### [Records for the exercise]
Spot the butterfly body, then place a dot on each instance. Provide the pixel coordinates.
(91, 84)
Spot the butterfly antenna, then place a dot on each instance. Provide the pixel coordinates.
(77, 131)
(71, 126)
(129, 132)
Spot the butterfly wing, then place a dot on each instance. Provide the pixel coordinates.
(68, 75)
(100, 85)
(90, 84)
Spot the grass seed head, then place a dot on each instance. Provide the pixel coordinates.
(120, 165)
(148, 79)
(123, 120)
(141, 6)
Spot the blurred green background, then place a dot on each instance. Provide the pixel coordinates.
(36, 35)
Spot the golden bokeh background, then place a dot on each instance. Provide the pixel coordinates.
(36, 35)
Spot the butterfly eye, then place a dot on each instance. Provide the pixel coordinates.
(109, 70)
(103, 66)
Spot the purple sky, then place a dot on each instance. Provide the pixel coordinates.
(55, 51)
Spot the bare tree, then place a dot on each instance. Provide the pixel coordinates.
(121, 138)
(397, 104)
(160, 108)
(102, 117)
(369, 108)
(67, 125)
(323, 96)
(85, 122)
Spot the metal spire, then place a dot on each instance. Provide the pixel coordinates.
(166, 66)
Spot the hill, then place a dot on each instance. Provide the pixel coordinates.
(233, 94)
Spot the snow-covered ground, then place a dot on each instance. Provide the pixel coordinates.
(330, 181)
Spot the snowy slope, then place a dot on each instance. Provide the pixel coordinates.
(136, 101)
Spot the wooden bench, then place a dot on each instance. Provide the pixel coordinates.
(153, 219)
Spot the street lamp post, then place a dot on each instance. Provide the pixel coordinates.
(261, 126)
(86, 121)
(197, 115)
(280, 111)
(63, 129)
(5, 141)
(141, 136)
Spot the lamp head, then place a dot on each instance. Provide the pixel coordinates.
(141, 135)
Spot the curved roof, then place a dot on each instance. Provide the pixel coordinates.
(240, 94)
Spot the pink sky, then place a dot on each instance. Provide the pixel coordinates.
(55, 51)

---

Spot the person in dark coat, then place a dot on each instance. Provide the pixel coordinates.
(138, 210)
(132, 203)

### [Exercise task]
Please extract each line in the entries above that contains the word "background" and copy those lines in full.

### [Task output]
Spot the blurred green background, then place a dot on each instance. Provide the pixel coordinates.
Spot the golden bokeh background, then place a dot on each instance. Provide the pixel coordinates.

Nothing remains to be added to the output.